| TASK STATEMENT |
State how many lines of the entries below contain the string "roof", treating uppercase and lowercase as distinct. Give only the number.

[Point annotation dataset records]
▬▬▬
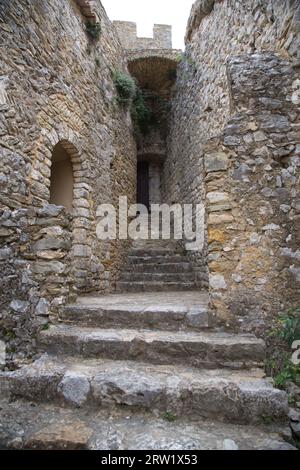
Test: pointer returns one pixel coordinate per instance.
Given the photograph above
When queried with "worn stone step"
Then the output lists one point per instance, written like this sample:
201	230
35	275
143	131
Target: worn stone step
234	396
176	311
157	259
153	286
157	277
183	267
50	427
198	349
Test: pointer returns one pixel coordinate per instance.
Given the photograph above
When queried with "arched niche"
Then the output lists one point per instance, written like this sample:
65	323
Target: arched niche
62	178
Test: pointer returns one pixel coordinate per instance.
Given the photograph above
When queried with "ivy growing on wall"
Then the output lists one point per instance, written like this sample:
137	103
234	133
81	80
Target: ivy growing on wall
126	88
130	95
93	31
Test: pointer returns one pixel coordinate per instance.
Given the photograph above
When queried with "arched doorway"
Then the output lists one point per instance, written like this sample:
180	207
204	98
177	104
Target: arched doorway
61	179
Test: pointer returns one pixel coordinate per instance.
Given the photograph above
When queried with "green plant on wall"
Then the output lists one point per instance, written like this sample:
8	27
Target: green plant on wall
285	330
93	30
126	88
141	113
130	95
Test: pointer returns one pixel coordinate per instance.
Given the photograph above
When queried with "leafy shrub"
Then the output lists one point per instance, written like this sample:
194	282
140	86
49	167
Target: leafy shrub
285	330
287	326
93	30
141	113
126	88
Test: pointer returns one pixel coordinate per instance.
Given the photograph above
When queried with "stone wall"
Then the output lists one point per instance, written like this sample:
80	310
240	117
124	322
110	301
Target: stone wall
56	85
127	31
209	150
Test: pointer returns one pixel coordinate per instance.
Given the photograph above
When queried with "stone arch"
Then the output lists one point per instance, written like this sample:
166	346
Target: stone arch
81	215
61	178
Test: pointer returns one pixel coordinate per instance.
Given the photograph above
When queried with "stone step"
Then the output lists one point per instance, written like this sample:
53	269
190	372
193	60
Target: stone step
134	286
233	396
197	349
183	267
49	427
173	313
156	259
157	277
155	252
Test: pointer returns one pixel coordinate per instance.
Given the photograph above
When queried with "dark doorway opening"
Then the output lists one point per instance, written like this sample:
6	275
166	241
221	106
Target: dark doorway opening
143	183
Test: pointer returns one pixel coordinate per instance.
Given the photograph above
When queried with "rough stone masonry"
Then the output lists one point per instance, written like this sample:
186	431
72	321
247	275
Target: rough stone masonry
118	345
229	137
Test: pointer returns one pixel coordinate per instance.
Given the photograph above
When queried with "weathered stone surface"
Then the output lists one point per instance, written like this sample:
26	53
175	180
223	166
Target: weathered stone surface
125	431
173	311
75	388
234	396
160	347
60	436
215	162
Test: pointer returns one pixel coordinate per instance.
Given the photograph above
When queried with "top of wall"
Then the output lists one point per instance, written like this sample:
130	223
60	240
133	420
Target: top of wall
127	31
200	9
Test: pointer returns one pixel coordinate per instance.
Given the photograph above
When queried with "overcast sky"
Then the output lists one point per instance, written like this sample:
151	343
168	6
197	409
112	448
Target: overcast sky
147	12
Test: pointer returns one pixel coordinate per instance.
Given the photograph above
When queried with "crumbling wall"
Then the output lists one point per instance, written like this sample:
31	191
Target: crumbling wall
56	85
210	146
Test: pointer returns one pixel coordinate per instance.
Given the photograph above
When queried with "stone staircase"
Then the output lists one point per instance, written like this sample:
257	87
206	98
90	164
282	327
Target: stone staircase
157	266
142	371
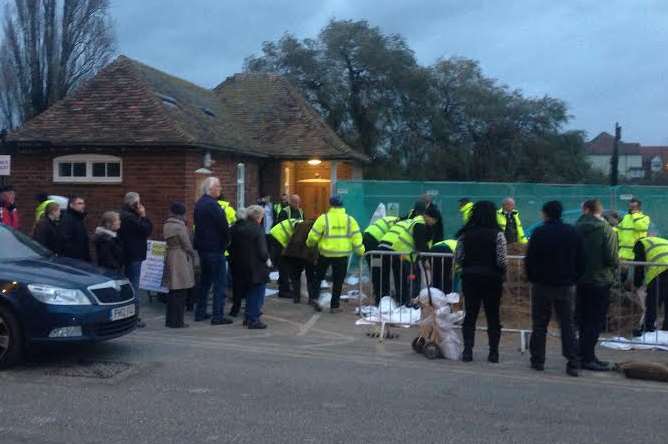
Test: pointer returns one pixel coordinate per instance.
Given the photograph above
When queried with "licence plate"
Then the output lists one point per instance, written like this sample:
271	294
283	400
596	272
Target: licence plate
122	312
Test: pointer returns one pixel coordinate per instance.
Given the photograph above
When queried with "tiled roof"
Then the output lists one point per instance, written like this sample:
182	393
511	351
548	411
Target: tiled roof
603	143
129	103
280	120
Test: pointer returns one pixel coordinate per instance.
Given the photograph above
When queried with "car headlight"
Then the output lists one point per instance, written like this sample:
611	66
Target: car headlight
58	296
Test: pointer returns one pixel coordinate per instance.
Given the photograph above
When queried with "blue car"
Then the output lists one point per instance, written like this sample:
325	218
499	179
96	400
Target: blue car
49	299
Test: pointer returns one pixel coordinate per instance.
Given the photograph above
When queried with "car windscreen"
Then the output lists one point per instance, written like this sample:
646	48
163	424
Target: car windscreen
16	245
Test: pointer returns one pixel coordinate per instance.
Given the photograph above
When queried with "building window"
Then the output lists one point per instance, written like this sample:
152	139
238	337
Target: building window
87	168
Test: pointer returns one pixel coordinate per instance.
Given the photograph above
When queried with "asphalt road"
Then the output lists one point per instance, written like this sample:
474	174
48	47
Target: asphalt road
313	380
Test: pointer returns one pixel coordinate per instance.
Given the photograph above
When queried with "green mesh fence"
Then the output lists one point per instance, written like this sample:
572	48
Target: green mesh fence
362	198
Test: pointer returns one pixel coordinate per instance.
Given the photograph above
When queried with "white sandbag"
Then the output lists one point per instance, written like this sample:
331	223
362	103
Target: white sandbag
325	300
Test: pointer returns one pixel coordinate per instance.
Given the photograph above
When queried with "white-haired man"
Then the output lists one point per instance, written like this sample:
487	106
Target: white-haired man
134	232
510	223
211	240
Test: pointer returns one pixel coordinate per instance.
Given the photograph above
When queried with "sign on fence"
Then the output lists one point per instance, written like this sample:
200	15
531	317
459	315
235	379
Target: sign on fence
5	165
153	268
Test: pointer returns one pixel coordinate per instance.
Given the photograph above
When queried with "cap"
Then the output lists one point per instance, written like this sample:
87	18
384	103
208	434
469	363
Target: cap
336	201
177	208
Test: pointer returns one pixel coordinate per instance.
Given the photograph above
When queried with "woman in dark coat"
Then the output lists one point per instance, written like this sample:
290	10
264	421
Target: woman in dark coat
47	231
179	274
108	246
251	264
481	257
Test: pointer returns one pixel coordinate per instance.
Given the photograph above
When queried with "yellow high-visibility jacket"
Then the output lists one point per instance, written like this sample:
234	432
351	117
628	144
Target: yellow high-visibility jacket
336	234
632	228
378	229
283	231
501	220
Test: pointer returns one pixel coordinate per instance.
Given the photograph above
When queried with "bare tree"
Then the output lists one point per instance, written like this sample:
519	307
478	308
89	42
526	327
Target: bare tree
48	47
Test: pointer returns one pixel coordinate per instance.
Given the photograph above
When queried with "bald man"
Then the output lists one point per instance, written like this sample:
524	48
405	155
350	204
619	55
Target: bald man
292	211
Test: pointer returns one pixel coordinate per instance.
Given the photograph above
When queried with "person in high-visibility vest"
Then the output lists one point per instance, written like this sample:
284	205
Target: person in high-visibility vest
337	235
292	210
371	238
633	227
441	267
407	237
654	279
510	223
278	239
230	213
465	209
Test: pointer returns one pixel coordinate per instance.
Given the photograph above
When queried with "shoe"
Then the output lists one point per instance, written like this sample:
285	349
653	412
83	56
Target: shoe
595	366
257	325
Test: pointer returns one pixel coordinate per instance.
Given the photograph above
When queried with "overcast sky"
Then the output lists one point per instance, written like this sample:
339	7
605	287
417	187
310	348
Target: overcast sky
606	58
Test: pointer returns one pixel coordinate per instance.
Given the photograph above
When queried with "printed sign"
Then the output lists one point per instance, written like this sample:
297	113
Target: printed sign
393	209
153	268
5	165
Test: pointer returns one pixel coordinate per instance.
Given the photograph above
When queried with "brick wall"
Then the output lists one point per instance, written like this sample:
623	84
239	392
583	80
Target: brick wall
160	176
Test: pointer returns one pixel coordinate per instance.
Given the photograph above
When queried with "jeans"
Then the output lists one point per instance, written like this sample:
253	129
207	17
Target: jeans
591	314
543	298
254	302
214	271
485	291
132	272
339	269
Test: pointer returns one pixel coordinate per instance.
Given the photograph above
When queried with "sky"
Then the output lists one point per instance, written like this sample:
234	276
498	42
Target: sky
605	58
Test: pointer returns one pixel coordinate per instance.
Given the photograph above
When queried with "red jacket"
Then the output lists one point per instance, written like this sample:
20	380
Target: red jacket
9	216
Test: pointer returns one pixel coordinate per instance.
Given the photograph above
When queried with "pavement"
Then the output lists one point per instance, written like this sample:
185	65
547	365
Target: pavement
315	378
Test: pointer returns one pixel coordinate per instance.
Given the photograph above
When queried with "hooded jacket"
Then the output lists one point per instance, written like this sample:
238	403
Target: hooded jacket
600	251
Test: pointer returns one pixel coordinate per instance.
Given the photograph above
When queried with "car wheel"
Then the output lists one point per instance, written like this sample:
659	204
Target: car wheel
11	342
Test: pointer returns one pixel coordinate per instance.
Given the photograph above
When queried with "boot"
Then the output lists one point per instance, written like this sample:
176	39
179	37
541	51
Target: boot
494	338
469	339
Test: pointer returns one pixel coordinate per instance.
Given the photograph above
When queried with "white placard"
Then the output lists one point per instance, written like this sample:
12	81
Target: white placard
153	268
5	165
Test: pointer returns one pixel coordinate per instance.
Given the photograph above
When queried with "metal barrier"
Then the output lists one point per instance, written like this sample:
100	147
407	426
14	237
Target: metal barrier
395	280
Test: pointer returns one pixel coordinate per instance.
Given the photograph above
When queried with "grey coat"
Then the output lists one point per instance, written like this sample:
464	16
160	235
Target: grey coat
179	274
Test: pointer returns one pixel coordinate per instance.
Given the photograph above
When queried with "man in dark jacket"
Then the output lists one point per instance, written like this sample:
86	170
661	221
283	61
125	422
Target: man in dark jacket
134	233
211	240
554	263
251	264
73	229
299	258
593	290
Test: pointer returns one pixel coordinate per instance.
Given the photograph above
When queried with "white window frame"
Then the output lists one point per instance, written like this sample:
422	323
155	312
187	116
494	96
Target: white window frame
89	160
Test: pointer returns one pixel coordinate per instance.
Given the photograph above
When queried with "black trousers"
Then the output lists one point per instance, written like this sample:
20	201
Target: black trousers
543	298
296	266
176	307
276	251
486	291
339	269
657	293
591	313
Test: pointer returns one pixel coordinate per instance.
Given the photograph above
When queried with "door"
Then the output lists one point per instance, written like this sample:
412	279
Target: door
315	197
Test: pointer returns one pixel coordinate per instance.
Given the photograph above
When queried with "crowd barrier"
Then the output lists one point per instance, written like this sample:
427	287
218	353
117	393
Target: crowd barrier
389	280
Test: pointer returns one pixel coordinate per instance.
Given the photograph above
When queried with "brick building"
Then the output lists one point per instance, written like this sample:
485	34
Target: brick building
134	128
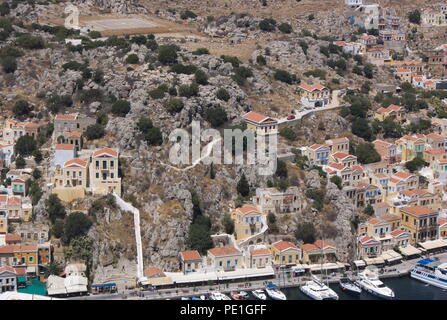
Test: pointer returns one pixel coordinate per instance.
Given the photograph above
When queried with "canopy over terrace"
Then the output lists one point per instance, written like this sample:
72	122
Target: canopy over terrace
391	256
433	244
327	266
373	261
409	251
178	277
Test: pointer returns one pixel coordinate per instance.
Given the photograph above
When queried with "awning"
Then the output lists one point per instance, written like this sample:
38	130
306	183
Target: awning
359	263
409	250
433	244
372	261
30	269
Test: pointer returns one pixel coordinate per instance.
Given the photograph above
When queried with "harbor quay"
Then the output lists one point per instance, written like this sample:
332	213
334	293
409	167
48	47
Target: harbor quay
283	279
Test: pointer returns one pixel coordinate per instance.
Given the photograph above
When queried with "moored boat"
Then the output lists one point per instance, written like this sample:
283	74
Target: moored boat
317	290
259	294
369	281
274	293
431	272
350	286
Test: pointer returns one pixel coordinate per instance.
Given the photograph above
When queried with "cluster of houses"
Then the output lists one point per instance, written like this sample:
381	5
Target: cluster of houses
73	172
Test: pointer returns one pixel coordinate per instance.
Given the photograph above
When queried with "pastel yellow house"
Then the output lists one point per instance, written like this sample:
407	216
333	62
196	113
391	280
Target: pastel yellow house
285	253
247	222
259	258
421	222
338	145
411	147
393	112
104	172
226	258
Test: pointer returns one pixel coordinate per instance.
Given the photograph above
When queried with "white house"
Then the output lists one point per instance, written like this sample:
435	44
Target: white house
63	153
6	153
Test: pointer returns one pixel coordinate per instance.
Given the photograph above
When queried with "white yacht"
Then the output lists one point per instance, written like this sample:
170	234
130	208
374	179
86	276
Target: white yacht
369	281
217	295
431	272
318	290
259	294
274	293
348	285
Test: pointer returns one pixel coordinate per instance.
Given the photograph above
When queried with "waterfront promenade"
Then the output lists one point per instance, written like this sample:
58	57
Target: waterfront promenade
282	279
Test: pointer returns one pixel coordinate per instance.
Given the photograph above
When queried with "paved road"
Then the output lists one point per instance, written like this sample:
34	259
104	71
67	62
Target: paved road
335	103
▬▬▬
| SOLVED PROBLEM |
2